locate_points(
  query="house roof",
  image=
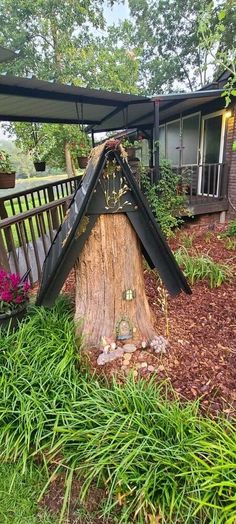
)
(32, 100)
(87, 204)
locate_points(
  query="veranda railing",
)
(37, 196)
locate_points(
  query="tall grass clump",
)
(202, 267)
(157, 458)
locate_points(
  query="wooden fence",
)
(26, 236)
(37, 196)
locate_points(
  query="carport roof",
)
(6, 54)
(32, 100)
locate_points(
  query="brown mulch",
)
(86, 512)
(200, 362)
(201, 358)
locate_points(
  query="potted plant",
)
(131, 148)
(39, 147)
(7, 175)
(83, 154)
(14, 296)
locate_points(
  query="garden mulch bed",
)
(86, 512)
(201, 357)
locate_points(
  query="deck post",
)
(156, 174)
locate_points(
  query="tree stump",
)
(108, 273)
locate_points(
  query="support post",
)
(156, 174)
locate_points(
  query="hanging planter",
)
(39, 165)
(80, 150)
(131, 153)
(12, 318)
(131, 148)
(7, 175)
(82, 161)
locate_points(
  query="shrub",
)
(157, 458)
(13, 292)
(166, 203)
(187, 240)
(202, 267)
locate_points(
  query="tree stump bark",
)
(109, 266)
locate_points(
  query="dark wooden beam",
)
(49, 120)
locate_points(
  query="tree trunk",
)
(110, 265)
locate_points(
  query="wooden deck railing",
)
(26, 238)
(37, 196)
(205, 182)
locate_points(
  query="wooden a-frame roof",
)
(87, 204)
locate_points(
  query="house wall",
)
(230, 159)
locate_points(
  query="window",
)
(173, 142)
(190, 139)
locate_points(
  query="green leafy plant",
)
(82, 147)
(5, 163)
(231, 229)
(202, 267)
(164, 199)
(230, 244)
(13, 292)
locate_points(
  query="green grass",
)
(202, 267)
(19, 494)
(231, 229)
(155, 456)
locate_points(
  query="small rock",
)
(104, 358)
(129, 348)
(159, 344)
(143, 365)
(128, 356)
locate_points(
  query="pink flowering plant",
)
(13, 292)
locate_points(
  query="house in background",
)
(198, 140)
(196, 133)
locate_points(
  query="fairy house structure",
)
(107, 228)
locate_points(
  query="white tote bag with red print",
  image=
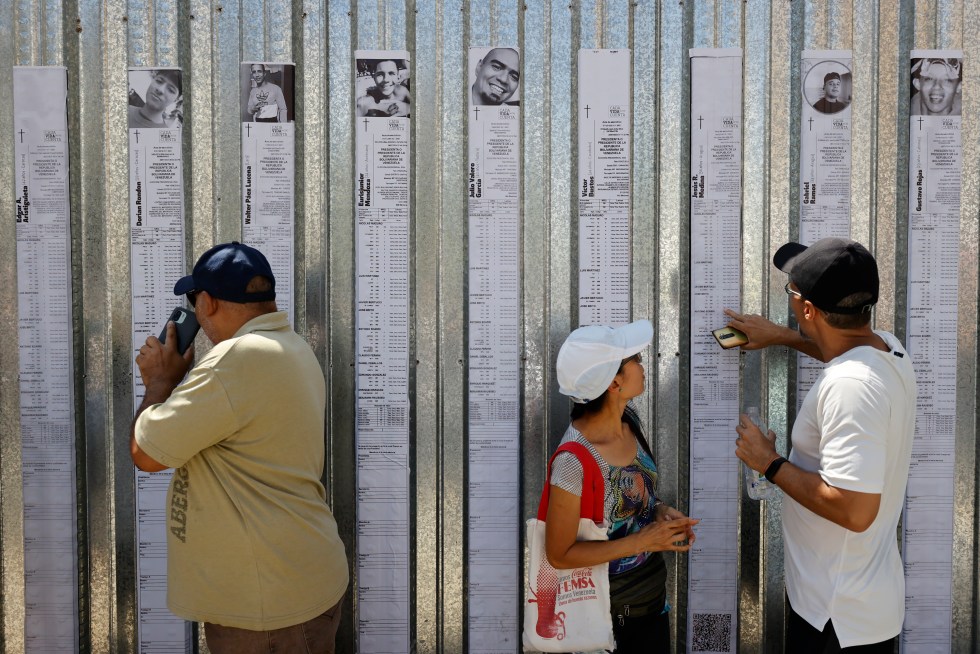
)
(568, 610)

**Written exercise**
From the data above, pick out every line containing the string "stump". Case counts.

**Task response**
  query="tree stump",
  query="tree stump bark",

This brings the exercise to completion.